| Work to complete |
Rewrite the listing below, changing every "one marker apiece" to "one point each" and leaving everything else untouched.
** Begin **
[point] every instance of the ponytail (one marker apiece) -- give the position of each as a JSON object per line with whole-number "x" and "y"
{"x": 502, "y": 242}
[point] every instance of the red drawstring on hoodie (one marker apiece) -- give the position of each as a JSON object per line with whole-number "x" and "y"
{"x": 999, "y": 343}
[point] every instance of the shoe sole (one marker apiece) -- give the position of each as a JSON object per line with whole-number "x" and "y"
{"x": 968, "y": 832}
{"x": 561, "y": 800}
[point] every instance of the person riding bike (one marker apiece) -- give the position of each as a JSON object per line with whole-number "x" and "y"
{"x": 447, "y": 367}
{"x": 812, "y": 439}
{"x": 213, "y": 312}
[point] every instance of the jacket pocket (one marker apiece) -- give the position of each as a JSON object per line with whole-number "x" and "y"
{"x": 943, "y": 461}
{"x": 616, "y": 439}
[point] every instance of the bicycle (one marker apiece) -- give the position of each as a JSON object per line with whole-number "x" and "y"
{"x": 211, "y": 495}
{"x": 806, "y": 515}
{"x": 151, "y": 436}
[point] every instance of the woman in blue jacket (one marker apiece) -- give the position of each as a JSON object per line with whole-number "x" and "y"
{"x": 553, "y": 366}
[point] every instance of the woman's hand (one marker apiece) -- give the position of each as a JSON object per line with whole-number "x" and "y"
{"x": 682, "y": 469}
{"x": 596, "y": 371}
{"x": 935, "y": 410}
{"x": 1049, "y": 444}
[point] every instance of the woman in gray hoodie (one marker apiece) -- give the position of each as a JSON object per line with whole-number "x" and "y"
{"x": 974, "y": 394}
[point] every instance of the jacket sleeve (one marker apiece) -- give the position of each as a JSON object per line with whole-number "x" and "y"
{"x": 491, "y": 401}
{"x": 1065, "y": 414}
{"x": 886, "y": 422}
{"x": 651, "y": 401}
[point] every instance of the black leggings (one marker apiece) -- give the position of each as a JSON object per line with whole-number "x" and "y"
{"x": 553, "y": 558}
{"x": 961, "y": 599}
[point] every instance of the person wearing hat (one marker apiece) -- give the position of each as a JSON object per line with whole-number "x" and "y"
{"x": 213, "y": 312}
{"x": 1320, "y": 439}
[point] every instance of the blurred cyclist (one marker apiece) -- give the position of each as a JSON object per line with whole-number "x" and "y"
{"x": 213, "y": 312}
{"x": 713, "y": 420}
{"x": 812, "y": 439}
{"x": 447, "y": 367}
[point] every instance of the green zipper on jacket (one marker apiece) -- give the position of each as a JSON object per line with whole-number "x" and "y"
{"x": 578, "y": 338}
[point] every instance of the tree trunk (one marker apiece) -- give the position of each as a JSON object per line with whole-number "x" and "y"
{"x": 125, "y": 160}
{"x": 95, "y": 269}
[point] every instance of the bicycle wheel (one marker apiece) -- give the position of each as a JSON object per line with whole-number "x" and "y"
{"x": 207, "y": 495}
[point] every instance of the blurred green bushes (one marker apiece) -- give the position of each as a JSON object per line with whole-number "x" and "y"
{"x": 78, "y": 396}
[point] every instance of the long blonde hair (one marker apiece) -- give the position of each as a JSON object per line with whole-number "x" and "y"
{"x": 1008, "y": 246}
** End **
| Task result |
[point] every instance of the ponytail (one point each) -- give the position of each as a JSON object per line with whole-number "x" and "y"
{"x": 502, "y": 242}
[point] every instance of the red drawstring on hoodie (one point each) -- give the position of each as a JSON object per line with whole-number "x" and "y"
{"x": 999, "y": 343}
[point] every instance of the shoe sole (one point each) -- give the position of each as a JSON object per line with whole-number "x" and "y"
{"x": 968, "y": 832}
{"x": 561, "y": 800}
[point] every instance of the person riding bike (one point each) -- give the position of each as a JSON object per line with whole-number "x" and "y"
{"x": 447, "y": 367}
{"x": 812, "y": 439}
{"x": 213, "y": 312}
[point] every instance of the jacket pocket (one point each) -- give the position of each as a JSON object per line with whole-number "x" and "y"
{"x": 943, "y": 461}
{"x": 616, "y": 439}
[point] every instance of the bicycle (one point each) -- give the position of each as a JSON object per line with whole-number "x" and "y"
{"x": 211, "y": 495}
{"x": 806, "y": 515}
{"x": 151, "y": 436}
[point] every instance of the woman in blue jacket (one point each) -- give the position of each as a JSON object per line with whole-number "x" and "y"
{"x": 553, "y": 366}
[point] every instance of the woman's hand (one point each) -- give the position of each as a JSON object per line with whole-number "x" and "y"
{"x": 682, "y": 469}
{"x": 596, "y": 371}
{"x": 935, "y": 410}
{"x": 1049, "y": 444}
[point] every instance of the woman in gray hoodie (one point each) -- give the position of each as a JSON object per line with whole-number "x" and "y"
{"x": 974, "y": 394}
[point] every instance of the jacket sleeve (one point each) -- give the position of each as a JSON object per line with whole-number "x" and "y"
{"x": 491, "y": 401}
{"x": 1065, "y": 414}
{"x": 886, "y": 422}
{"x": 651, "y": 401}
[point] every instance of the black leggings (one point each) -- give the position of each as a JSON object per line with whole-number "x" and "y"
{"x": 553, "y": 558}
{"x": 961, "y": 599}
[point] every instance of the person wearing hat (one point each) -- give the position of each as a JSON object per line with whole-number "x" and "y"
{"x": 213, "y": 312}
{"x": 1320, "y": 439}
[point] every instance of the blurred cyclist (one point each) -- give the position of each as a JSON object per line with whole-number "x" and "y"
{"x": 213, "y": 312}
{"x": 713, "y": 420}
{"x": 812, "y": 439}
{"x": 447, "y": 367}
[point] every instance of the green zipper on jacket (one point each) -- give the position of each as a JSON object per line with whole-number "x" and "y"
{"x": 578, "y": 338}
[point] every instance of the tree trunk (one point each) -- give the position of each as a JSON object per line with whole-number "x" and "y"
{"x": 125, "y": 160}
{"x": 95, "y": 269}
[point] every instance of the bicycle wheel (one point each) -- give the position of each as a JSON object per line with whole-number "x" and "y"
{"x": 207, "y": 495}
[point] every instance of the blurred green bushes (one point each) -- give the position of each as a JSON object per line with whole-number "x" and "y"
{"x": 78, "y": 396}
[point] every instance of the long blonde hair (one point each) -- give the position of each as a JSON object per line with whole-number "x" and "y"
{"x": 1008, "y": 246}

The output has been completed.